Assignment 1: In the fertility story, how old were Rob's two children when the writer married him?
Assignment 2: From the fertility story, return word for word the stretch from "We miscarried. Again." through "help we needed.".

Supplied passage:

By Sue Ann
I have always wanted a husband and a family but wasn't worried about getting there in a hurry, my mom had me when she was 38. Her mother had her when she was 39. It could wait. I wanted it to be wonderful and I wanted it to be right.
At 38, I married Rob and with him came two wonderful step (bonus) children who were then 6 and 12. We had talked about another baby from the beginning. We were planning to get a jumpstart on our honeymoon and I hoped to come home pregnant - which we did. But we miscarried shortly after.
The following summer, we got pregnant again.
We miscarried. Again.
I could get pregnant but couldn't stay pregnant. I started to feel “broken” and “too old” to have a baby. I was devastated and mad. It was then that we were referred to OHSU for fertility help.
From the first time we met Dr. Lee, we both just loved him and felt totally comfortable with him. We felt really cared for as a couple and as people. We weren't just another number coming through the door and everyone we worked with was willing to connect with us and give us the help we needed.

Given records:
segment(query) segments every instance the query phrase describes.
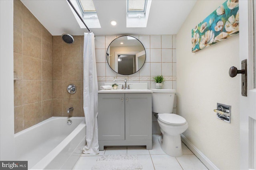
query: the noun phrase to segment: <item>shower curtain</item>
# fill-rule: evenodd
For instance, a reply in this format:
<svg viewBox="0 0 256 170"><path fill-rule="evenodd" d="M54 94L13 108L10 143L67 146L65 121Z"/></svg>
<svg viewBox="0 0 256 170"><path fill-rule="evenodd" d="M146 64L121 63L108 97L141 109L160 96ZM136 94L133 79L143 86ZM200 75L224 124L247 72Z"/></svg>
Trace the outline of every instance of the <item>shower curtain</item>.
<svg viewBox="0 0 256 170"><path fill-rule="evenodd" d="M86 125L85 154L99 153L98 140L98 82L94 35L84 33L84 112Z"/></svg>

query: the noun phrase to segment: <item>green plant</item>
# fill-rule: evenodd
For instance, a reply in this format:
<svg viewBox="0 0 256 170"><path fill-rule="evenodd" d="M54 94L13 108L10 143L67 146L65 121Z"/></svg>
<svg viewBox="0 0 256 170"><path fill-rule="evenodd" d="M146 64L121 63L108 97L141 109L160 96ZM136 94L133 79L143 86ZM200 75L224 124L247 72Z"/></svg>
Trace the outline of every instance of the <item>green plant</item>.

Response area 1: They were 6 and 12.

Response area 2:
We miscarried. Again.
I could get pregnant but couldn't stay pregnant. I started to feel “broken” and “too old” to have a baby. I was devastated and mad. It was then that we were referred to OHSU for fertility help.
From the first time we met Dr. Lee, we both just loved him and felt totally comfortable with him. We felt really cared for as a couple and as people. We weren't just another number coming through the door and everyone we worked with was willing to connect with us and give us the help we needed.